>> Begin Text to read

WB: I think what characterizes the period of globalization is that national economies are being disarticulated by the processes of global capital and rearticulated mainly as production sites and financial nexus points for corporate capital. What’s happening therefor is the protections that national economies had in the traditional international economy have broken down, and what you now have are economies that are in the process of disintegration. They are being reintegrated into the global economy as part of the production, market and service chains of global capital. So I think this disarticulation, disintegration and the reintegration is what characterizes this period of capital.
This is what people all over the world are really reacting to. The loss of place, the loss of one national economy and of having some space from the volatility of the growth. The loss of sense that the state could act as a protective mechanism visa vi the global economy. That corporations have completely taken over. This is really what we’re talking about.
JH: It seems this creates new problems for labor. How do you see the growth of global capitalism reconfiguring labor, and how do we overcome splits between labor in the Third World and the developed countries? Historically these differences often appeared as splits between reformism and more revolutionary unions. Is globalization deepening this divide, or is there the possibility of a common agenda and greater solidarity?

>> End Text to read

Decide whether each statement agrees with the interview on globalization, answering yes or no and quoting the words of the interview that settle it.
1. National economies are being reintegrated into the global economy as part of the production, market and service chains of global capital.
2. People still feel the state can protect them from the global economy.
3. The interview asks whether globalization is deepening the divide in labor.
The items that come next have nothing to do with the interview on globalization.

>> Begin Excerpted records

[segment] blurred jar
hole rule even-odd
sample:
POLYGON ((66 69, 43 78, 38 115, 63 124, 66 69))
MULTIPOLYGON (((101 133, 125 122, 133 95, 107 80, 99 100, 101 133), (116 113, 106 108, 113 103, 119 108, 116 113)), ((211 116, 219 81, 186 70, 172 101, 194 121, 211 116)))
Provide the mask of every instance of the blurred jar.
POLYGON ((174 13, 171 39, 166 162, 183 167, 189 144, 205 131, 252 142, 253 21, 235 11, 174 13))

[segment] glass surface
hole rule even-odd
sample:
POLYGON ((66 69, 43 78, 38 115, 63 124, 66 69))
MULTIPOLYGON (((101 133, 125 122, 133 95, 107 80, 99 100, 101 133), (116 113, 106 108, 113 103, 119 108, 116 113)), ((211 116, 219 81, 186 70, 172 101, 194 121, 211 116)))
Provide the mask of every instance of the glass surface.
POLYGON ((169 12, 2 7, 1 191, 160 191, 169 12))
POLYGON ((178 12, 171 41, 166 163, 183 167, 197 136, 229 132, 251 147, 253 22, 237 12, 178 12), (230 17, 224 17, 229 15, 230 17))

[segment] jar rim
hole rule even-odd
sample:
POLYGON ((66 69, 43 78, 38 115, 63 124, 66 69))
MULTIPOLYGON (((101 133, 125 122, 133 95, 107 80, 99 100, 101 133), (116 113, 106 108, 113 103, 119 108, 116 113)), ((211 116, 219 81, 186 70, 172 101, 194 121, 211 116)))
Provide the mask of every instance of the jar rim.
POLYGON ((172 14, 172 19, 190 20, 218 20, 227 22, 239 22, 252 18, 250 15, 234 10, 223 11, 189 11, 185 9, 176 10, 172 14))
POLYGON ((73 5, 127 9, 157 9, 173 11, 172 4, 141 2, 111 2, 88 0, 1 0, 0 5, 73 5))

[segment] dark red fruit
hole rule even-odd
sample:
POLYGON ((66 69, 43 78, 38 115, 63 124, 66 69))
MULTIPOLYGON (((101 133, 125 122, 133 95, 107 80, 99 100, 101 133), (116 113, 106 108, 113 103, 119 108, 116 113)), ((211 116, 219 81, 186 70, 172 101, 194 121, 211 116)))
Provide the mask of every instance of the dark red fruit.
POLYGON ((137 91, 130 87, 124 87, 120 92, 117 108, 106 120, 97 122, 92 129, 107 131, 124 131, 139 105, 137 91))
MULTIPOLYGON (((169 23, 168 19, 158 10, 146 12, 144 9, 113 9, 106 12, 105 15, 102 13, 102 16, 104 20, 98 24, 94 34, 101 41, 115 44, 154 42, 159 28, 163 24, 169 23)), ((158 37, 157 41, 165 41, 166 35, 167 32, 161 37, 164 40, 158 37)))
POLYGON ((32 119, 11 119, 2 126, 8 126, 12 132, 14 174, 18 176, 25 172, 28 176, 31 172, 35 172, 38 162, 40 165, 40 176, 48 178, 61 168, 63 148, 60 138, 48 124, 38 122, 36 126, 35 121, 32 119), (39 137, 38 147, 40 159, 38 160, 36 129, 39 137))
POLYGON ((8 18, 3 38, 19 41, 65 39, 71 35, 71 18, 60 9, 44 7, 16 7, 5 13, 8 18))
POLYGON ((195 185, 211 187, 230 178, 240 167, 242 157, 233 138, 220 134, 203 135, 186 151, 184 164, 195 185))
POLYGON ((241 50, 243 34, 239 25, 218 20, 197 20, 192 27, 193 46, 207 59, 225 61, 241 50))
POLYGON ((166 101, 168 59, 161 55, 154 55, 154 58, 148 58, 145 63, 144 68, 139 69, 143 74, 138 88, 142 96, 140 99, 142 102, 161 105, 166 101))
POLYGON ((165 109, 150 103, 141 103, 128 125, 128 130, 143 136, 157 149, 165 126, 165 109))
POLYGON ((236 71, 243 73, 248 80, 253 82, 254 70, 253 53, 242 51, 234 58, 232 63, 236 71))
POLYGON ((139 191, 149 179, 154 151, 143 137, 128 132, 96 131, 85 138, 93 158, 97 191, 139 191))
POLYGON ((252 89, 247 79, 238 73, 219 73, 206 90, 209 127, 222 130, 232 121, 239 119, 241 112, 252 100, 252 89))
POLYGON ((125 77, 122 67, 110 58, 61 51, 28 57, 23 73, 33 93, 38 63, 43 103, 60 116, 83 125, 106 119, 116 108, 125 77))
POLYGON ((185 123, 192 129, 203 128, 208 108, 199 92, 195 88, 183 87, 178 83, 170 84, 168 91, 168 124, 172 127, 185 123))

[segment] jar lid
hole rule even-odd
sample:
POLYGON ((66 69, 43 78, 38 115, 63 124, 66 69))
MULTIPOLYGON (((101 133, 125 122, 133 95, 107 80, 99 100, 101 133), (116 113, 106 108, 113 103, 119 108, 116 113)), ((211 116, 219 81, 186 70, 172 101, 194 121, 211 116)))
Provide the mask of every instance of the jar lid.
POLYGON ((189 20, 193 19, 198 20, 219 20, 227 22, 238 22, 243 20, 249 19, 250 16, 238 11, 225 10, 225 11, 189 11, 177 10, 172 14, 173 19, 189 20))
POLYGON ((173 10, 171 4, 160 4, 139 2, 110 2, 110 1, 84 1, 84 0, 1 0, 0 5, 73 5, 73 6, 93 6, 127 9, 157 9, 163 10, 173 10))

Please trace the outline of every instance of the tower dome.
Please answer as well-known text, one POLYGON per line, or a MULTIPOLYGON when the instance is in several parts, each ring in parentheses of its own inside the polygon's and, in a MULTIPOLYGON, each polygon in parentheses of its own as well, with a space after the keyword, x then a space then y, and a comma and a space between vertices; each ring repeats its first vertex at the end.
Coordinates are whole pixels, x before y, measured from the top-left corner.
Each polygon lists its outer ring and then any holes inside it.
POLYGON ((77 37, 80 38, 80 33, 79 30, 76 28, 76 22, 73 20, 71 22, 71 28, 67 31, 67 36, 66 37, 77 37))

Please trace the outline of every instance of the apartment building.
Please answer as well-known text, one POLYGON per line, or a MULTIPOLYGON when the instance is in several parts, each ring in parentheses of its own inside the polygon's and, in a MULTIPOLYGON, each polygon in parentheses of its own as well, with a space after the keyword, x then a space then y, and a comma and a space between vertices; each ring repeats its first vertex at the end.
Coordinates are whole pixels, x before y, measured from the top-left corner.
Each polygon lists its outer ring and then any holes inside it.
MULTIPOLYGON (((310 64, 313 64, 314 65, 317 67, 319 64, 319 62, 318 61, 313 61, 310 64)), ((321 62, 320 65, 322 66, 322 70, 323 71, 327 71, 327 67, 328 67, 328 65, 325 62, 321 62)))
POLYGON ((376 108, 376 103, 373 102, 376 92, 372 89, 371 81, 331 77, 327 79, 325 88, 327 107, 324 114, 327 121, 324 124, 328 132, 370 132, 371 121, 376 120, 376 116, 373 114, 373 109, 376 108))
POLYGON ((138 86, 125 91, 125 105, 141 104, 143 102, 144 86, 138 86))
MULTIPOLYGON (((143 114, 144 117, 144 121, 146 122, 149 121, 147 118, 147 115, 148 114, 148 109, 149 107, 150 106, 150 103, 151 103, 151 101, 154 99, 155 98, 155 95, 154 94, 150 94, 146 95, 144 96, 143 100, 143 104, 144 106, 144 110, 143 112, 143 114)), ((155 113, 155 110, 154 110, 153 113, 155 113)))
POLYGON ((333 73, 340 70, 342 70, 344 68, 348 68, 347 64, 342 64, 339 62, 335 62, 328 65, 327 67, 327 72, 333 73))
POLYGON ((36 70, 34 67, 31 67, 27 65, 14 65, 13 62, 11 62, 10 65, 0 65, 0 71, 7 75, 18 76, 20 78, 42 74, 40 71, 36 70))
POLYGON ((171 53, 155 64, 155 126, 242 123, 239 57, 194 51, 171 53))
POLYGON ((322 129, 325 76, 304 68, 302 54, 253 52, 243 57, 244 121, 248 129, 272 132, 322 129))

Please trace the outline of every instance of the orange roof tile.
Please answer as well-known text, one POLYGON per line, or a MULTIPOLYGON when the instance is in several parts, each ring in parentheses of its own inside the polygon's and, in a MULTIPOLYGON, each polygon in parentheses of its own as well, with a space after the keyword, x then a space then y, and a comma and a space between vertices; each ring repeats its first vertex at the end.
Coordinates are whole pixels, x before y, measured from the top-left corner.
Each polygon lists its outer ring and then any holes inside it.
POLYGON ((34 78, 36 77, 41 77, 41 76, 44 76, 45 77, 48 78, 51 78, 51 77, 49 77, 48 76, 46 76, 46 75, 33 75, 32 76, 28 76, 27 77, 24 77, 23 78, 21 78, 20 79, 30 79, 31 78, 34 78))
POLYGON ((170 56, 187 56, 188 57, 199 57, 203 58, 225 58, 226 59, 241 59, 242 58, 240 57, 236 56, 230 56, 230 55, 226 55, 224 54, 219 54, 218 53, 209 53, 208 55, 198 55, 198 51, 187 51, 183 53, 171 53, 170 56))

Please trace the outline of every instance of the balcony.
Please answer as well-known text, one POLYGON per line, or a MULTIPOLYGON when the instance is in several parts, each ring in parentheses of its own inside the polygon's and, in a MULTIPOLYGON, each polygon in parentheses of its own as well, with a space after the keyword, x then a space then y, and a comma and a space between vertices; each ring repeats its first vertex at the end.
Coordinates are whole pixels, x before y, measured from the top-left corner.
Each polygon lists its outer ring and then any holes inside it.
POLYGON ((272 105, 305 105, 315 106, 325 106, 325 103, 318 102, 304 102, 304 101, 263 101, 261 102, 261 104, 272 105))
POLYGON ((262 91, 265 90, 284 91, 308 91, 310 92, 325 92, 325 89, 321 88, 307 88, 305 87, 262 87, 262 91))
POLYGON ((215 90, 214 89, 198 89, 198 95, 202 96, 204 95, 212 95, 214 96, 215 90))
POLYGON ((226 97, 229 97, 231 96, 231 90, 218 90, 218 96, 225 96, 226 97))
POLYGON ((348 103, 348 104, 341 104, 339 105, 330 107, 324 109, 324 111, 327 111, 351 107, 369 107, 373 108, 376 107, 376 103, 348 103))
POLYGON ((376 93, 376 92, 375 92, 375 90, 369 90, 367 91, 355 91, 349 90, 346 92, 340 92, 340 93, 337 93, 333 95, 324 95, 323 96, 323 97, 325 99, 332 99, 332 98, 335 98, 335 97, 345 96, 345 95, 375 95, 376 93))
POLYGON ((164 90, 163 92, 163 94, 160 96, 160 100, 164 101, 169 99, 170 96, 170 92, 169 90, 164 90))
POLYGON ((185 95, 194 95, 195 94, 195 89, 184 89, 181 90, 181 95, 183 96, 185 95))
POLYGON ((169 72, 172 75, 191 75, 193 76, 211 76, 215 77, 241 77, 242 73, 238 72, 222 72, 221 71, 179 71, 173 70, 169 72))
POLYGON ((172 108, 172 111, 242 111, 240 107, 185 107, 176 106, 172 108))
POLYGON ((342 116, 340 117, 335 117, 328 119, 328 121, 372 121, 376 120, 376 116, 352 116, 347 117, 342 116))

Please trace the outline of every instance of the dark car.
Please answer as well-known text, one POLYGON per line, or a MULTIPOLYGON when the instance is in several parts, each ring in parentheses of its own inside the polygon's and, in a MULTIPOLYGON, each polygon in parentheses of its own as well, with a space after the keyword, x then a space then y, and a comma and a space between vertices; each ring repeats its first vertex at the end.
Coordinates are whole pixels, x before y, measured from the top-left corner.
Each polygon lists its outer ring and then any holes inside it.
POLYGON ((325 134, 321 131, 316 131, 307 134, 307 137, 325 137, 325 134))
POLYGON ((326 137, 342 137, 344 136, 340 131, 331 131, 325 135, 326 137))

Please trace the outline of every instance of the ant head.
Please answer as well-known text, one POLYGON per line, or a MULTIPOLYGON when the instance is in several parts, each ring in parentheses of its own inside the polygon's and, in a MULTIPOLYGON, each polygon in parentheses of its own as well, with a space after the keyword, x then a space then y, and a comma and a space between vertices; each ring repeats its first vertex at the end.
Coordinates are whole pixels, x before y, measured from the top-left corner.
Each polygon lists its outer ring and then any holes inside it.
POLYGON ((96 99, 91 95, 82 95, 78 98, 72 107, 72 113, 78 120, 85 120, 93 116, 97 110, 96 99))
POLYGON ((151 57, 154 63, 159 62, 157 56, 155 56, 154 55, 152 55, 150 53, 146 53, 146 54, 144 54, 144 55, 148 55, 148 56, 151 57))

>> End Excerpted records

== Final result ==
1. Yes: "They are being reintegrated into the global economy as part of the production, market and service chains of global capital."
2. No: "The loss of sense that the state could act as a protective mechanism visa vi the global economy."
3. Yes: "Is globalization deepening this divide, or is there the possibility of a common agenda and greater solidarity?"